### INFORMATION SHOWN

_____

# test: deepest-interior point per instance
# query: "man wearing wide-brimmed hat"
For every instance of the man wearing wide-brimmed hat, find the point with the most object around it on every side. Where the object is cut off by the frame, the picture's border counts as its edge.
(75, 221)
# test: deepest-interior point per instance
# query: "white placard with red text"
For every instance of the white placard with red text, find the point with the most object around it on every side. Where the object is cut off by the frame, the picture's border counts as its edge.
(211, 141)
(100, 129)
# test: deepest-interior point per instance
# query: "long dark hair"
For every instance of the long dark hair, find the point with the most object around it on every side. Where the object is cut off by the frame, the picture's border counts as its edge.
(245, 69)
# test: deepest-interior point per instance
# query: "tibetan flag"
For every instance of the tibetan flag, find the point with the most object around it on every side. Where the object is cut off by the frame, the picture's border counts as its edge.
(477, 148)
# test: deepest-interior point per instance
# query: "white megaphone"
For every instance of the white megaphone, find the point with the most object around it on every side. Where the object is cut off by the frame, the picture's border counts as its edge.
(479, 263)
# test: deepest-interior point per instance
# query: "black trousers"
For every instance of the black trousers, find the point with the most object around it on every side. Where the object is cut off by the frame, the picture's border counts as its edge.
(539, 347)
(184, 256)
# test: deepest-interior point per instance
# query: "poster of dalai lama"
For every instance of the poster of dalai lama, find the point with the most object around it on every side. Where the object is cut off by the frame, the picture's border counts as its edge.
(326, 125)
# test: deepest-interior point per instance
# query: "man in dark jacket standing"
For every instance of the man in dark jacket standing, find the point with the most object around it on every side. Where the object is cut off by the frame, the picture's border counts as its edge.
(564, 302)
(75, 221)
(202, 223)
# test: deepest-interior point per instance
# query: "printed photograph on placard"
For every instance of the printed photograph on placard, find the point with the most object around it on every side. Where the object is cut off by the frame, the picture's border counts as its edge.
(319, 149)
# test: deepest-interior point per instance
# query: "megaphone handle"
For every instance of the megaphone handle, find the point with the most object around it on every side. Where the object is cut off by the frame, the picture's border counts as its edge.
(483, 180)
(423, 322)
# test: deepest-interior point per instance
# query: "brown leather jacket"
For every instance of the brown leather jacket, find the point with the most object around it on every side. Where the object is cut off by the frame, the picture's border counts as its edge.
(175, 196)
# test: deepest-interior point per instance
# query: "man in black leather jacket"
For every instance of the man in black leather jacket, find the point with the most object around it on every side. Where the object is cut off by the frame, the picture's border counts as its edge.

_____

### WHAT THE TASK REQUIRES
All lines with the word "query" should be copied from the material above.

### OUTPUT FOR THIS EXERCISE
# query: "man wearing wide-brimmed hat"
# query: "white placard with red text"
# query: "long dark hair"
# query: "tibetan flag"
# query: "white megaphone"
# query: "black trousers"
# query: "poster of dalai lama"
# query: "man in dark jacket standing"
# query: "printed photograph on placard"
# query: "megaphone handle"
# query: "brown leather jacket"
# query: "man in black leather jacket"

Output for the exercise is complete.